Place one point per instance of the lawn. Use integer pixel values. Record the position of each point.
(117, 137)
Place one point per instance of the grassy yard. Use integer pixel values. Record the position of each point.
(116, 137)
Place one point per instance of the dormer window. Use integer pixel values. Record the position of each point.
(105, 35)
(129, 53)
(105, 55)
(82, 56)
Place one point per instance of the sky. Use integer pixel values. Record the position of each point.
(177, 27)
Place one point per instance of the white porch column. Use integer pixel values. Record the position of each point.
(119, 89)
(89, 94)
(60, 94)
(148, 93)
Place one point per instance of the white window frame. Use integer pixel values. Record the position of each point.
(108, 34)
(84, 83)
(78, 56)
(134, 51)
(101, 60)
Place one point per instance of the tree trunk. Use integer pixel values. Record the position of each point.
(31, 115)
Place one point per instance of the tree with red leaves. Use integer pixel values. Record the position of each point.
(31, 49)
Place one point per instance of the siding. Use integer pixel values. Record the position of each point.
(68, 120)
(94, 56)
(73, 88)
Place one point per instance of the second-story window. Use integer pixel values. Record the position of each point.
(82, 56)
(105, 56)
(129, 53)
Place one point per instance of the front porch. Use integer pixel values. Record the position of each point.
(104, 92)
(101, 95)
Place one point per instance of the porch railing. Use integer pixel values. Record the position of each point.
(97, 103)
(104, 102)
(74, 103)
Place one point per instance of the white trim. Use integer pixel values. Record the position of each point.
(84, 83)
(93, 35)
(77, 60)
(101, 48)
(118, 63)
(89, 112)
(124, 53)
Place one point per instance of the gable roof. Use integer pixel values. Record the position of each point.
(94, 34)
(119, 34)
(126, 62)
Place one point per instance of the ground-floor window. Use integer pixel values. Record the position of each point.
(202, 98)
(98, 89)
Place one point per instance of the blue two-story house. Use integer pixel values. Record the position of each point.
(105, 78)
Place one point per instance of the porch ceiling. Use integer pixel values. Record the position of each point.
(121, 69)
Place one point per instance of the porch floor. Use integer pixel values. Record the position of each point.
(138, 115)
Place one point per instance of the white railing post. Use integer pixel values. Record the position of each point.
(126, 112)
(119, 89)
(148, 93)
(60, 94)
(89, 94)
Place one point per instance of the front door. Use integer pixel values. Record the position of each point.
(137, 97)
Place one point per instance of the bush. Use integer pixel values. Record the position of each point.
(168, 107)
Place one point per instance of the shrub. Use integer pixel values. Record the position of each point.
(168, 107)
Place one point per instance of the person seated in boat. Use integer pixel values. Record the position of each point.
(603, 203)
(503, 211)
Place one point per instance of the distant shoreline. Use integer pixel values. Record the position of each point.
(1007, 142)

* * * * * * * * *

- Exercise instructions:
Please recast every line of the records above as a JSON list of strings, one string per line, leaving out blank lines.

- Solution below:
[
  "Place one point per instance of the lawn. Use integer pixel values. Record the position of each point.",
  "(117, 137)",
  "Place one point per instance of the grassy yard. Use integer pixel values. Record the position of each point.",
  "(116, 137)",
  "Place one point per instance of the dormer window. Use integer pixel values. Record the position of each point.",
  "(105, 35)",
  "(129, 53)",
  "(105, 55)",
  "(82, 56)",
  "Place one point per instance of the sky. Use integer pixel values. Record the position of each point.",
  "(177, 27)",
  "Place one point per instance of the white porch column. Use integer pixel values. Record the position of each point.",
  "(119, 89)",
  "(89, 94)",
  "(60, 94)",
  "(148, 93)",
  "Place one point per instance of the white window frame. Use integer pixel values. Record the position of each point.",
  "(108, 34)",
  "(84, 83)",
  "(78, 56)",
  "(134, 51)",
  "(101, 60)",
  "Place one point per instance of the tree trunk. Use integer pixel values. Record the position of each point.",
  "(31, 115)",
  "Place one point per instance of the tree with red leaves. Use integer pixel values. Record the position of each point.",
  "(31, 49)",
  "Place one point per instance of the siding. Use integer pixel values. Record the position of each point.",
  "(68, 120)",
  "(94, 56)",
  "(73, 88)",
  "Place one point per instance of the second-story window. Use integer pixel values. Record the position of each point.",
  "(82, 56)",
  "(105, 56)",
  "(129, 53)",
  "Place one point per instance of the front porch. Use integer pixel values. Record the position of each point.",
  "(104, 92)",
  "(101, 95)",
  "Place one point per instance of the porch railing. Use integer pixel values. Record the position of each point.",
  "(97, 103)",
  "(104, 102)",
  "(74, 103)",
  "Place one point per instance of the white trim. Use integer pixel values. Record the position of each point.",
  "(84, 83)",
  "(93, 35)",
  "(77, 60)",
  "(101, 48)",
  "(118, 63)",
  "(89, 112)",
  "(124, 53)",
  "Place one point per instance of the gable roof. Use integer pixel values. Record the position of each point.",
  "(94, 34)",
  "(119, 34)",
  "(126, 62)",
  "Place one point per instance of the ground-floor window. Use integer pixel values. Record the position of each point.",
  "(202, 98)",
  "(98, 89)",
  "Place one point per instance of the blue two-story house. Use integer pixel values. Record the position of each point.",
  "(105, 78)",
  "Place one point per instance of the porch ceiling. Use integer pixel values. Record the position of each point.",
  "(121, 69)",
  "Place one point per instance of the porch floor. Use integer pixel values. Record the position of each point.",
  "(138, 115)",
  "Place one point per instance of the white railing post. Use integer pixel values. Record the position of each point.",
  "(126, 112)",
  "(119, 89)",
  "(148, 93)",
  "(60, 94)",
  "(89, 94)",
  "Place one point per instance of the front door. Use integer pixel values. Record the position of each point.",
  "(137, 97)",
  "Place one point per instance of the bush. Use integer pixel values. Record the position of each point.",
  "(168, 107)",
  "Place one point per instance of the shrub. Use integer pixel values. Record the position of each point.",
  "(168, 107)",
  "Place one point per instance of the person seated in boat. Use integer pixel values. Record the position of each point.",
  "(603, 203)",
  "(503, 211)",
  "Place one point per instance of the distant shoreline. Use integer pixel values. Record the position of each point.",
  "(1007, 142)"
]